A block of data
──────────

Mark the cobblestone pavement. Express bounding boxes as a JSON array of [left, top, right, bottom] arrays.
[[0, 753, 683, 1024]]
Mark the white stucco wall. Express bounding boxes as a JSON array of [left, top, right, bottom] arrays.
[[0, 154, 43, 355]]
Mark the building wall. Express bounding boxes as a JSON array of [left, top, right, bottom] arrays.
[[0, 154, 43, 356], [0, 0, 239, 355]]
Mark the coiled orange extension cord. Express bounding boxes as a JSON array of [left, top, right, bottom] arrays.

──────────

Output as a JSON list of strings, one per line with blank lines omitted, the portion of the material that runs from its first line through the line containing "[[0, 154, 43, 356], [0, 0, 239, 355]]", inclusive.

[
  "Mark the cobblestone pavement. Express bounding boxes as a JSON array of [left, top, right, bottom] arrays.",
  "[[0, 753, 683, 1024]]",
  "Mark the white stucco wall. Express bounding boxes as a JSON array of [left, top, right, bottom] arrays.",
  "[[0, 154, 43, 355]]",
  "Mark the building wall. Express bounding boxes as a JSON array of [left, top, right, bottom] arrays.",
  "[[0, 154, 43, 356], [0, 0, 239, 355]]"
]